— INPUT RECORDS —
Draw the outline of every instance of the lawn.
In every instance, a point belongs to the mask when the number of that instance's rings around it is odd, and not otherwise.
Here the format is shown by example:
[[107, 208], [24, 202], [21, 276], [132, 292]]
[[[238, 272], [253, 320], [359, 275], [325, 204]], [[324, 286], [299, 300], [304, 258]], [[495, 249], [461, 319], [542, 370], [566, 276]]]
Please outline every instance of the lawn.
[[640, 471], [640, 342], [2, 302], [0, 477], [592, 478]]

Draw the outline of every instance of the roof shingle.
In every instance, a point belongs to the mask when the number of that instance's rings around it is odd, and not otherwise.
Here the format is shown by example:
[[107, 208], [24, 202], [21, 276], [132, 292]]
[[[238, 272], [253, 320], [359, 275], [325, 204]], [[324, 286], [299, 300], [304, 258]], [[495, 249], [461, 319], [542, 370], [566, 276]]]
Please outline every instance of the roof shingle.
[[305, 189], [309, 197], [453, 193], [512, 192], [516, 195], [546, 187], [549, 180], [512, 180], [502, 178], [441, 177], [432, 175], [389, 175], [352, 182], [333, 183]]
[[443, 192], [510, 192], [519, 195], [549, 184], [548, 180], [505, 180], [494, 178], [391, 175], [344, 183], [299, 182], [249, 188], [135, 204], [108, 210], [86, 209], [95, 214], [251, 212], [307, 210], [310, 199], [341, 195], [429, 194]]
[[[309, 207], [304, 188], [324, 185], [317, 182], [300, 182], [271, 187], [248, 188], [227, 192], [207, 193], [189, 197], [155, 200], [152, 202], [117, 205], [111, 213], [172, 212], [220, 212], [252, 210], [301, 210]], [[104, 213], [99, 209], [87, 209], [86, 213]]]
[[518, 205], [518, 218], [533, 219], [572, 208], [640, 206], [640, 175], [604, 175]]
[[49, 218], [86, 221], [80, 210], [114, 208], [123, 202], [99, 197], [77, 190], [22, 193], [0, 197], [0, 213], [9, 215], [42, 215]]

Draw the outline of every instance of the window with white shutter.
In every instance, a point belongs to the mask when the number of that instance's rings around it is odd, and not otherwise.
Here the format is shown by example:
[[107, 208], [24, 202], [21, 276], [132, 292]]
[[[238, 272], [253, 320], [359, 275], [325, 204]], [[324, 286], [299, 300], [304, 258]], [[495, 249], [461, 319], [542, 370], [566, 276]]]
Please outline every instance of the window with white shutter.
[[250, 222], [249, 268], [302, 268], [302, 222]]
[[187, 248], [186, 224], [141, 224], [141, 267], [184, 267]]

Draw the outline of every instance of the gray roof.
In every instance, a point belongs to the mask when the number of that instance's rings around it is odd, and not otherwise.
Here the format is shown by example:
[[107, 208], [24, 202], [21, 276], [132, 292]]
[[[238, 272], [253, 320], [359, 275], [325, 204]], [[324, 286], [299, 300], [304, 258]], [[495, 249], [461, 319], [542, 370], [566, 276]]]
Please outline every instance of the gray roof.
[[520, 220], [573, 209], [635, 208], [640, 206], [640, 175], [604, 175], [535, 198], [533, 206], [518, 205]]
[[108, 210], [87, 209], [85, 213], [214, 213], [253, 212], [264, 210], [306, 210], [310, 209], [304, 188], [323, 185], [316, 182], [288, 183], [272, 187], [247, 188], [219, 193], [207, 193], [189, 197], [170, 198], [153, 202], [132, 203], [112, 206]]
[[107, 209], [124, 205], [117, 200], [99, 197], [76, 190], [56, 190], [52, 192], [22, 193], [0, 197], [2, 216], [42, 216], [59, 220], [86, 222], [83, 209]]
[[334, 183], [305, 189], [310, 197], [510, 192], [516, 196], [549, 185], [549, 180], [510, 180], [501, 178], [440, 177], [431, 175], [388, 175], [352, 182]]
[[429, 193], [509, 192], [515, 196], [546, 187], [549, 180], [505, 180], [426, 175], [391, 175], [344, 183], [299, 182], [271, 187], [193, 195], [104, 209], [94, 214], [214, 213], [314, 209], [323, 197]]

— REQUIRED WORK —
Among the lines above, list those that contain the word "Draw".

— COMPLETED EXERCISE —
Draw the outline of every instance of the lawn.
Draw the outline of every instance of the roof shingle.
Draw the outline of every instance of the window with white shutter.
Draw the outline of every instance of the gray roof.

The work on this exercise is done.